» **WHAT IS NEEDED**
Only lines containing the string "logo" belong in the answer; find them in the records and copy them.

Items listed in a dataset
<<<<

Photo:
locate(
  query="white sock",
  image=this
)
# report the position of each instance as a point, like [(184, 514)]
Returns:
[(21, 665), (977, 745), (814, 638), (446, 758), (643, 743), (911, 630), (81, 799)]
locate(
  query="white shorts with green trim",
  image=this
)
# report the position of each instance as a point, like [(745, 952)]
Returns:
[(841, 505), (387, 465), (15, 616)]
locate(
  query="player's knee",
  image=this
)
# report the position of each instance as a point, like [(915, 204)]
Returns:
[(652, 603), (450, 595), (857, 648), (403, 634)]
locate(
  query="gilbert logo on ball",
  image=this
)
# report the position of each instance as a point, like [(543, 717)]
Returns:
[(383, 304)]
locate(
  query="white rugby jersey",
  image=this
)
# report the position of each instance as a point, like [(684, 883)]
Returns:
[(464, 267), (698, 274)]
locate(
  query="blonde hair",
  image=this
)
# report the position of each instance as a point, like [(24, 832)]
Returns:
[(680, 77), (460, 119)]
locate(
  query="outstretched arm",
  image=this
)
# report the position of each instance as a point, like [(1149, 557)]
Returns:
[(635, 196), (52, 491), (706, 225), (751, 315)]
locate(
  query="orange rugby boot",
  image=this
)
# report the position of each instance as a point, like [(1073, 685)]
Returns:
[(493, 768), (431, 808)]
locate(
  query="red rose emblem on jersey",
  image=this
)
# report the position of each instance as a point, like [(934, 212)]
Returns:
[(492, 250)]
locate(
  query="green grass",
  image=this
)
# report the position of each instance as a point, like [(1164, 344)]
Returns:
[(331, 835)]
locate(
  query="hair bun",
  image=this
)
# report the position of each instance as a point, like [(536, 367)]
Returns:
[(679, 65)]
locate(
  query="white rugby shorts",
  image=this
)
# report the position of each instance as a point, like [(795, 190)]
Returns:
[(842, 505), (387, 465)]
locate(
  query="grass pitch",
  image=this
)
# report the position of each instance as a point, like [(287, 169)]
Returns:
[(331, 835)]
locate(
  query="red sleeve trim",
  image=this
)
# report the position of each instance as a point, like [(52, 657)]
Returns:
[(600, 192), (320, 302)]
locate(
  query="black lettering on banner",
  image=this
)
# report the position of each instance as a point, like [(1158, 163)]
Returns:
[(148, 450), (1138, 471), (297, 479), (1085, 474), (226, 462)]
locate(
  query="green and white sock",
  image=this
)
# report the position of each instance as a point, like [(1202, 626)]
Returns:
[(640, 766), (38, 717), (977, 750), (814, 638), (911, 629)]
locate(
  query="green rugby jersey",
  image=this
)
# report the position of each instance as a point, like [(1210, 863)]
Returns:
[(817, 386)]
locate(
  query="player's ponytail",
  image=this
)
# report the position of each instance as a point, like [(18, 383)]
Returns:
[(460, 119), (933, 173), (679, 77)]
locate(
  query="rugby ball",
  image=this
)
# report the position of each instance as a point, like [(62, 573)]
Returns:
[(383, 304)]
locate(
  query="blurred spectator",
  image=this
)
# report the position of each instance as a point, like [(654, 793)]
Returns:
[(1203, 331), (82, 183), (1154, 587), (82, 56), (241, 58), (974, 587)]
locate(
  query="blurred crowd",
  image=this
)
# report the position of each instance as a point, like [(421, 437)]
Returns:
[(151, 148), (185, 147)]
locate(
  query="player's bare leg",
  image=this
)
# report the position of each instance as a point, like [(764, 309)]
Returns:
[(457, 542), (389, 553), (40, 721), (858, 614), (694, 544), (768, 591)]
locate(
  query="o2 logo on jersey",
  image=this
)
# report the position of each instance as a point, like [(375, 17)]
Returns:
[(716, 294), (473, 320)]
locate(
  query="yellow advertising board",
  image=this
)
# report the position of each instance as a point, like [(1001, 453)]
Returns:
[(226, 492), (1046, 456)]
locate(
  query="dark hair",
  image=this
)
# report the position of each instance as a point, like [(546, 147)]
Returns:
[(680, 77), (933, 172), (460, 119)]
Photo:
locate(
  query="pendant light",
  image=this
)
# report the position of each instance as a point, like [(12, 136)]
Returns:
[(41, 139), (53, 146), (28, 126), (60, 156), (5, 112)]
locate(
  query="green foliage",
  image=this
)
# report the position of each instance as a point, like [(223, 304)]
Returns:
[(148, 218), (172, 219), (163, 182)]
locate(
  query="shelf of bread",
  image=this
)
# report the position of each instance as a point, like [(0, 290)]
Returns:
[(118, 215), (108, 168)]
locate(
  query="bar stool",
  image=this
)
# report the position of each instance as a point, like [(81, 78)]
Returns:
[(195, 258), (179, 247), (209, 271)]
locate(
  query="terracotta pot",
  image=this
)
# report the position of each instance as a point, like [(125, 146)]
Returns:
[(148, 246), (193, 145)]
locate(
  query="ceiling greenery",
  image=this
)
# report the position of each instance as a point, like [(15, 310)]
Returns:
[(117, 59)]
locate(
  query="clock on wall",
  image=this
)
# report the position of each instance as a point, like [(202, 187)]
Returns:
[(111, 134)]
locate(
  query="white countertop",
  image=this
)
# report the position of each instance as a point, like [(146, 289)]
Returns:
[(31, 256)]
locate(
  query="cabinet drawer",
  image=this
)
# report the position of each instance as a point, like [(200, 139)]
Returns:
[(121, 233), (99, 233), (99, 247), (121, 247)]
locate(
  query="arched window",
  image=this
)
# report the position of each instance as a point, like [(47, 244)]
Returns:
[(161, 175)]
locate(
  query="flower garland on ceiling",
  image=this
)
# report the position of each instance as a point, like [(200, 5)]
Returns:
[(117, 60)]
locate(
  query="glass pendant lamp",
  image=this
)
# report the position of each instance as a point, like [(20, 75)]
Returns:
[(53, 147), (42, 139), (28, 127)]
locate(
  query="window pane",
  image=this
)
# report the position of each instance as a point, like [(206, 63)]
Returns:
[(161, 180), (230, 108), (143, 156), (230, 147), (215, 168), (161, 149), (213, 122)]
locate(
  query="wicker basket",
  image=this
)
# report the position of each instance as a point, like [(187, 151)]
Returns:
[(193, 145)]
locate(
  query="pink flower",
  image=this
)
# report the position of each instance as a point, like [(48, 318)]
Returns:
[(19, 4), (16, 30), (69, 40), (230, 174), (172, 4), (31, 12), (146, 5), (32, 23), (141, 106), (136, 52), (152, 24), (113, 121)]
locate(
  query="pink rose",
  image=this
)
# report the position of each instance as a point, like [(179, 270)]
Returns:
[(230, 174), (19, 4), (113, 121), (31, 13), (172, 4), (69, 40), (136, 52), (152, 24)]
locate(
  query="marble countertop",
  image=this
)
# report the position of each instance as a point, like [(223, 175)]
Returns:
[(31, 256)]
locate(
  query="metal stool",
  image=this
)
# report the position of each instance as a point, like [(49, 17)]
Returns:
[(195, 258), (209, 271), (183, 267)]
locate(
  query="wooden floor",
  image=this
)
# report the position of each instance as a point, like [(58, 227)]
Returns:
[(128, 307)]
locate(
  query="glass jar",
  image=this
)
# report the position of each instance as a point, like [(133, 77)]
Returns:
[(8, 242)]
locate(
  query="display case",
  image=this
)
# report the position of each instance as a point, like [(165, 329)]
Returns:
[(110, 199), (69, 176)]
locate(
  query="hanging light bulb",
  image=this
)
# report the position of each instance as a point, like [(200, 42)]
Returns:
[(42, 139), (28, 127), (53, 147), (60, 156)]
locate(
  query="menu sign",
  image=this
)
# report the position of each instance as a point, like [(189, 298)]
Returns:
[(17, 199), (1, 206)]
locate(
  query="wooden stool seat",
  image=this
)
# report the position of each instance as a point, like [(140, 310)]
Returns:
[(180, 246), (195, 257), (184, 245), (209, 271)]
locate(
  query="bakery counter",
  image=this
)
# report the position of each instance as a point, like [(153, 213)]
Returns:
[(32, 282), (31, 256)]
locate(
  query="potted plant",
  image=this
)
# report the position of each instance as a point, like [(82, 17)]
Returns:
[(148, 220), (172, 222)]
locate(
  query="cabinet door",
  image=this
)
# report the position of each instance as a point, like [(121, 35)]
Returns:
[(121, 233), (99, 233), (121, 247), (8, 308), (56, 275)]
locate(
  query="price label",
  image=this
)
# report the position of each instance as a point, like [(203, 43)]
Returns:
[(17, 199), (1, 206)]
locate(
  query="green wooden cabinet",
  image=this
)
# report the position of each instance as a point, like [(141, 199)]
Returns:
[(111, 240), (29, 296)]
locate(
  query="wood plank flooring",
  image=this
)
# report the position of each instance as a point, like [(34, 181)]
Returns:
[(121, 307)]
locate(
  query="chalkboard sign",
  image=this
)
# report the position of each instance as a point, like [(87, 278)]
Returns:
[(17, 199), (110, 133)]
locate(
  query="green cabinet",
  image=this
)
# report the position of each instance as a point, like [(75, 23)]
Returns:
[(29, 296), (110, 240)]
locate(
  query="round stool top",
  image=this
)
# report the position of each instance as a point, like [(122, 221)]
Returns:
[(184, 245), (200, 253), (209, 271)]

>>>>

» **OUTPUT**
  query="gilbert logo on ball",
  query="o2 logo on jersey",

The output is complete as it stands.